De opdracht: Neem het onderstaande fragment over begroting en verantwoording volledig en ongewijzigd over.

Tekstfragment:
- - - -

Paragraaf 2. Begroting en verantwoording

Artikel 2. Vaststelling programma-indeling en paragrafen

  • 1. De raad stelt bij aanvang van iedere raadsperiode een programma-indeling voor die raadsperiode vast.

  • 2. De raad stelt bij aanvang van iedere raadsperiode op voorstel van burgemeester en wethouders per programma vast:

    • a.

      de taakvelden, en

    • b.

      de beleidsindicatoren. Het voorstel van burgemeester en wethouders bevat in ieder geval de verplichte beleidsindicatoren, bedoeld in artikel 25, tweede lid, onder a, van het Besluit begroting en verantwoording provincies en gemeenten.

  • 3. De raad stelt bij aanvang van iedere raadsperiode vast over welke onderwerpen hij in extra paragrafen naast de verplichte paragrafen van de begroting en de jaarstukken kaders wil stellen en wil worden geïnformeerd.

Artikel 3. Inrichting begroting en jaarstukken

  • 1. Bij de uiteenzetting van de financiële positie in de begroting wordt:

    • a.

      van de nieuwe investeringen per investering het benodigde investeringskrediet weergegeven en wordt van de lopende investeringen het geautoriseerde investeringskrediet en de raming van de uitputting van het investeringskrediet in het lopende boekjaar weergegeven, en

    • b.

- - - -

Gegevensregels:
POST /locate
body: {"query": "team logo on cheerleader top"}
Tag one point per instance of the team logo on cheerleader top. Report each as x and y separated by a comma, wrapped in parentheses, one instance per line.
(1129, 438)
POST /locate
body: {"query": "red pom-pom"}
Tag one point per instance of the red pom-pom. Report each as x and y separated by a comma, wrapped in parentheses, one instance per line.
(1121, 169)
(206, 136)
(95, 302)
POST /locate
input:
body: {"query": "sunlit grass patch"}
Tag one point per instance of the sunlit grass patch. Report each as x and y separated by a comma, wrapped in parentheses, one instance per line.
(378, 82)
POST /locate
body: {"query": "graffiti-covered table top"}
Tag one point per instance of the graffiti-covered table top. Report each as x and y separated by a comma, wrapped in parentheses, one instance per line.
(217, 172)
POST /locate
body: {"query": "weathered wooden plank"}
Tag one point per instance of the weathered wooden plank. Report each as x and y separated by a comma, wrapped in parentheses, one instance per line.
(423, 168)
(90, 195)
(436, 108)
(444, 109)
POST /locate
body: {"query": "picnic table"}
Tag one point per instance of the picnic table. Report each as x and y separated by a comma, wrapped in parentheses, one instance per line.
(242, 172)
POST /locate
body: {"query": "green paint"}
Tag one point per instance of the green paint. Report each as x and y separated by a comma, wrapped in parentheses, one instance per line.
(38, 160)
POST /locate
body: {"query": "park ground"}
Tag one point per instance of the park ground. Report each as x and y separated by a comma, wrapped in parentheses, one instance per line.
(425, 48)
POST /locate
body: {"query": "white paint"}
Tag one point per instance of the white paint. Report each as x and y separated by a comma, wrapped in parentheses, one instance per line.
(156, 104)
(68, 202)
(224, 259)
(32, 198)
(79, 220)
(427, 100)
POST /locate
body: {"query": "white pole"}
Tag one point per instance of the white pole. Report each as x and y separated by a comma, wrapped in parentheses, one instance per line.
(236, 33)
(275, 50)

- - - -

Het antwoord:
Paragraaf 2. Begroting en verantwoording

Artikel 2. Vaststelling programma-indeling en paragrafen

  • 1. De raad stelt bij aanvang van iedere raadsperiode een programma-indeling voor die raadsperiode vast.

  • 2. De raad stelt bij aanvang van iedere raadsperiode op voorstel van burgemeester en wethouders per programma vast:

    • a.

      de taakvelden, en

    • b.

      de beleidsindicatoren. Het voorstel van burgemeester en wethouders bevat in ieder geval de verplichte beleidsindicatoren, bedoeld in artikel 25, tweede lid, onder a, van het Besluit begroting en verantwoording provincies en gemeenten.

  • 3. De raad stelt bij aanvang van iedere raadsperiode vast over welke onderwerpen hij in extra paragrafen naast de verplichte paragrafen van de begroting en de jaarstukken kaders wil stellen en wil worden geïnformeerd.

Artikel 3. Inrichting begroting en jaarstukken

  • 1. Bij de uiteenzetting van de financiële positie in de begroting wordt:

    • a.

      van de nieuwe investeringen per investering het benodigde investeringskrediet weergegeven en wordt van de lopende investeringen het geautoriseerde investeringskrediet en de raming van de uitputting van het investeringskrediet in het lopende boekjaar weergegeven, en

    • b.